== RECORDS SHOWN ==

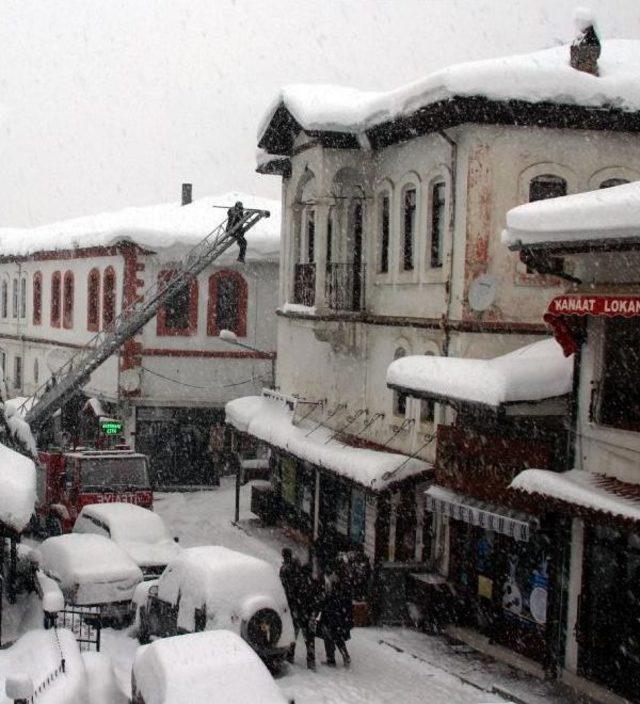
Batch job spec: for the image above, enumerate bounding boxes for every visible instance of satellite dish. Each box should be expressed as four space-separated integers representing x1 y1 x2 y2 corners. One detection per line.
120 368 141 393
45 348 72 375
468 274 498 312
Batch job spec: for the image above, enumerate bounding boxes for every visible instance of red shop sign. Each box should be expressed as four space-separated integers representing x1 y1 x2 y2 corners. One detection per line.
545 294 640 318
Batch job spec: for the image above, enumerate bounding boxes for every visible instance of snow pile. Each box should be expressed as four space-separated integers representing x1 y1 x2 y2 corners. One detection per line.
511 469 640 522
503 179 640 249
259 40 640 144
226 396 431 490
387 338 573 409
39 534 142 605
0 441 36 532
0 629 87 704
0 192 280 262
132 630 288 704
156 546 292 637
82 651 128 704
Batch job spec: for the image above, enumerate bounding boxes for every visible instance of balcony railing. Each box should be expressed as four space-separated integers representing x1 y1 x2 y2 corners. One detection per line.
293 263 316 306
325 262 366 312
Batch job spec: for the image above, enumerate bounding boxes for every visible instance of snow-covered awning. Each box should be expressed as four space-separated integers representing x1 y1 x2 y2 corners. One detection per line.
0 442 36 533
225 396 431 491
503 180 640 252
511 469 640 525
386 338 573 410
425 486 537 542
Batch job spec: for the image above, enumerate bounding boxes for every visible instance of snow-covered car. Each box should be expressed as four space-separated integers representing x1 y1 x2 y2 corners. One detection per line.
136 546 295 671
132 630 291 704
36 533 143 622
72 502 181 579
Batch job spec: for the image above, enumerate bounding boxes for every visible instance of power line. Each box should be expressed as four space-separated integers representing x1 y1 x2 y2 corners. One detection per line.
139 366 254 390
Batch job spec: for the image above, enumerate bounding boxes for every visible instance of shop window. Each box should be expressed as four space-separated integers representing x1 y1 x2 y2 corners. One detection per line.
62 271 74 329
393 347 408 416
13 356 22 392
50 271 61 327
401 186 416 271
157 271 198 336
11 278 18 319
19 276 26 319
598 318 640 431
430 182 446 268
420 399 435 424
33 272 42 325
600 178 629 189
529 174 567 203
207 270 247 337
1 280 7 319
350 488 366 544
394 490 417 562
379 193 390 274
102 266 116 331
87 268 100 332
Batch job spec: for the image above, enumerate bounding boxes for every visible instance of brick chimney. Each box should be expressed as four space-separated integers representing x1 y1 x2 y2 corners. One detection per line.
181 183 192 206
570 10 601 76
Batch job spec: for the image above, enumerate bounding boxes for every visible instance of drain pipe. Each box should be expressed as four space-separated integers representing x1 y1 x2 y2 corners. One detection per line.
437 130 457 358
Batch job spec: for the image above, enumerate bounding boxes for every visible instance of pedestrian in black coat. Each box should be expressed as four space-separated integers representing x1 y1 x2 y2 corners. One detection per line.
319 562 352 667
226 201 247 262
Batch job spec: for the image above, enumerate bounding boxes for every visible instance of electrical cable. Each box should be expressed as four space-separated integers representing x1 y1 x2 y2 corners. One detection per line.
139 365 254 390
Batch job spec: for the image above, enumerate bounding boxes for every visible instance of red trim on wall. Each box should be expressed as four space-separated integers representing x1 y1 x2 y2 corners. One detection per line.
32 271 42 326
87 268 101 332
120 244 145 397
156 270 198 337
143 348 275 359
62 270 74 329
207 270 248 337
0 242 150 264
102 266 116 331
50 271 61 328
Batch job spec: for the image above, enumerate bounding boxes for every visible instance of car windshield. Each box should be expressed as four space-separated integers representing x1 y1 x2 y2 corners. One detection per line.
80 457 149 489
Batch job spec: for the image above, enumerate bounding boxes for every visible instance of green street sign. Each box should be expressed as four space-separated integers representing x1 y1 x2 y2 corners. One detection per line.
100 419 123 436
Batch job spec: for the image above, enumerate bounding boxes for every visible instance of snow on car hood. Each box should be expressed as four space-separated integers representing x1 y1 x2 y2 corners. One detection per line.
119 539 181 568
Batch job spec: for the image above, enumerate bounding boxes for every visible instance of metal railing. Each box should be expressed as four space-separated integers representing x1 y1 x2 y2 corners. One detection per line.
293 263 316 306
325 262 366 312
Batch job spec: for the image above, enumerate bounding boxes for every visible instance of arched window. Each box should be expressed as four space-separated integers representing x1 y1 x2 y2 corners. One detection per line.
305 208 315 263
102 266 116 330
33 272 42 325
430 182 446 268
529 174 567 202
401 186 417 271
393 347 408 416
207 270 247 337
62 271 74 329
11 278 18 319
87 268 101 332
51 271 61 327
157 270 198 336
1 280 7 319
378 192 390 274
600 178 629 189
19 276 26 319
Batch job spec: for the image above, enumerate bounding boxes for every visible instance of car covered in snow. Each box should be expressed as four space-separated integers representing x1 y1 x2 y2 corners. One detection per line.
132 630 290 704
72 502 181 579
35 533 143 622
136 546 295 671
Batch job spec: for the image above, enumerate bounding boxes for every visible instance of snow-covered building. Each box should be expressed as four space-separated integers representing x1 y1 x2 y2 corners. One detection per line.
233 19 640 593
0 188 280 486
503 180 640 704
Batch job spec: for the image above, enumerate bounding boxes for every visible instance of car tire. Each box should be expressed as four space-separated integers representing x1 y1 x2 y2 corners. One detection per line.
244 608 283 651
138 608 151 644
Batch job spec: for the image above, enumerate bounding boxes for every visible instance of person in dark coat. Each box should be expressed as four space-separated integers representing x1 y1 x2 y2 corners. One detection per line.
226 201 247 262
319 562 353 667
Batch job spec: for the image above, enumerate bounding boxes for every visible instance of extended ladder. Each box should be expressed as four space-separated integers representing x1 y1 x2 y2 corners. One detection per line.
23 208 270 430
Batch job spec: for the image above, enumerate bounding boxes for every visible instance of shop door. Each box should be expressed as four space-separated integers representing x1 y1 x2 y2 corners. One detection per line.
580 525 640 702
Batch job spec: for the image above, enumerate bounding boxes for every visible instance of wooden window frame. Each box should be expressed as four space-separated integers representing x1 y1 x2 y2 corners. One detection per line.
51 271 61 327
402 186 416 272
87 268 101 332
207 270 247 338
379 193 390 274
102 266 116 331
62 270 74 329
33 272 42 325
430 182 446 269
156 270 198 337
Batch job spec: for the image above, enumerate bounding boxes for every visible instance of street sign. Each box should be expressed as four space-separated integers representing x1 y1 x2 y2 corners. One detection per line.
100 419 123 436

===

## WHAT IS EXPECTED
Transcribe exactly, please, the lines from the one with "of car tire." to the last line of the entries above, ends included.

## RESULT
Batch job spec: for the image above, enumerate bounding boxes for every visible instance of car tire. Each box should be expressed as four space-separated integers representing x1 y1 x2 y2 corners. One detection per line.
244 608 283 651
138 608 151 644
Batch job spec: for the image above, enumerate bounding boxes for every visible instance of person in dark coat. Each box should be expressed as four space-separated integers representing x1 y1 x2 y2 corners. One detection per line.
226 201 247 262
319 562 353 667
Batch job spec: for the image above, enumerate bounding boxes for every visible instance of extended ladder. Each box should be expressed as four space-separated integers representing x1 y1 x2 y2 corners. One detection per line.
23 208 270 430
Batch job spec: for the image above, enumerate bounding boxes for every visible instance of shop door. Each box should be expressed as four space-separated integers representing x1 y1 x2 y2 corners. One detection per line.
580 525 640 702
Batch job spec: for the image above, enumerate bounding boxes for every visible instance of wooden window frame. Each box should be expressed as four space-separated integers representing x1 y1 x2 y2 corners. One detection per line.
51 271 61 327
402 186 416 272
87 268 101 332
207 270 247 338
379 193 390 274
102 266 116 331
62 270 74 329
33 272 42 325
430 182 446 269
156 270 198 337
Batch job spec: for the image above, enumerate bounding boxes for every visible instance of street sign. Each box should be expressed as four space-separated integers representing x1 y1 x2 y2 corners. One detection per line.
100 419 123 436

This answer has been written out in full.